### BRIEF
Shift every coordinate in the outline answers by adding -100, and write out the material again, requests included, from its start through the line with "240 84 L 211".

* Begin DATA FOR PROCESSING *

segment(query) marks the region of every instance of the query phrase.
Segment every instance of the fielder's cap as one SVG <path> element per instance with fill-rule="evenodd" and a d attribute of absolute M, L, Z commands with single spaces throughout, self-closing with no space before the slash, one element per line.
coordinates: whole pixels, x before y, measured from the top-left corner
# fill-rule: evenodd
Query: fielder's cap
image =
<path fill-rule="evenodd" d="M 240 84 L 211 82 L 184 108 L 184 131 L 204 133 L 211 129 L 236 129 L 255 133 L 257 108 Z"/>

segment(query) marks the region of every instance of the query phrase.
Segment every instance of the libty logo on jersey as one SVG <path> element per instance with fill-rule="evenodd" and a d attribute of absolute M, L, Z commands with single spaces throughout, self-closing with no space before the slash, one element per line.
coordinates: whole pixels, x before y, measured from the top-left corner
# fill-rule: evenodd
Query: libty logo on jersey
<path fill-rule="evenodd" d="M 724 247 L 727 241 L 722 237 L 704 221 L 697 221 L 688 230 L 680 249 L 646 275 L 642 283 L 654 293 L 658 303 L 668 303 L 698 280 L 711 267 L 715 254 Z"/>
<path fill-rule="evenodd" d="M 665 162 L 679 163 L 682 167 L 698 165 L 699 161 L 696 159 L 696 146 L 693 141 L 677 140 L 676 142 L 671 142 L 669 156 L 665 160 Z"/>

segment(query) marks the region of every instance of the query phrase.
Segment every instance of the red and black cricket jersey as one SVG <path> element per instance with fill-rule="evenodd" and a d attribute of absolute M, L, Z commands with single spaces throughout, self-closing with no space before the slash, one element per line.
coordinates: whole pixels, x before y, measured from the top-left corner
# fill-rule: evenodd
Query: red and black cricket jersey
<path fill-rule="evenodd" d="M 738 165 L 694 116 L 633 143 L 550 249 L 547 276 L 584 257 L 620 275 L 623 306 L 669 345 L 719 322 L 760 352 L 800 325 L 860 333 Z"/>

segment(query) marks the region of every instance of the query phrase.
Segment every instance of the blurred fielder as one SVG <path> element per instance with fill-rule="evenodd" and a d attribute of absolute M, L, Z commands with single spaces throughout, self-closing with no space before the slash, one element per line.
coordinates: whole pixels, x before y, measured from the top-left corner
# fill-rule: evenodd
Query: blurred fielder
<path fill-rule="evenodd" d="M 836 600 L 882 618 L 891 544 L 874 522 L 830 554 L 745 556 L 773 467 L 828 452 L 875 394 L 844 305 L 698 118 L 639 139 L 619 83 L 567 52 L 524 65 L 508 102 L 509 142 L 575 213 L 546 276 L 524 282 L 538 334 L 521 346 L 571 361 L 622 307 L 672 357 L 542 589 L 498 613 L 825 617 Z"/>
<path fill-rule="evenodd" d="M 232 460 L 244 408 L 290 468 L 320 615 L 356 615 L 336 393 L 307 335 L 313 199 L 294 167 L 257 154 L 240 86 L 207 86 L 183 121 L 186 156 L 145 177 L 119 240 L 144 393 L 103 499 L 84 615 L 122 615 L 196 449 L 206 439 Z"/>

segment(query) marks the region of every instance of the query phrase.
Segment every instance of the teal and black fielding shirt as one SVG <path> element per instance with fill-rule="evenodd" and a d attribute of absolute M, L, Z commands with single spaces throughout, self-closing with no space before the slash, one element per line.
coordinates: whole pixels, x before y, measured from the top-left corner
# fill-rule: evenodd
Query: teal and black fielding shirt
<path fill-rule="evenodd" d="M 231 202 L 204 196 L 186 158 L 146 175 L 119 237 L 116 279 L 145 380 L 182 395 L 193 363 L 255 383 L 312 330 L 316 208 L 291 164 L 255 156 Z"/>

* End DATA FOR PROCESSING *

### REPLY TO THE TASK
segment(query) marks the region of every instance of the query phrase.
Segment every instance of the fielder's cap as one SVG <path> element per instance with fill-rule="evenodd" and a d attribute of absolute M, L, Z commands with single spaces throughout, self-closing with no space before the slash, one element per line.
coordinates: whole pixels, x before y, measured from the top-left corner
# fill-rule: evenodd
Query: fielder's cap
image =
<path fill-rule="evenodd" d="M 140 -16 L 111 -18 L 84 8 L 84 31 L 104 33 L 111 29 L 136 29 L 155 33 L 157 8 Z"/>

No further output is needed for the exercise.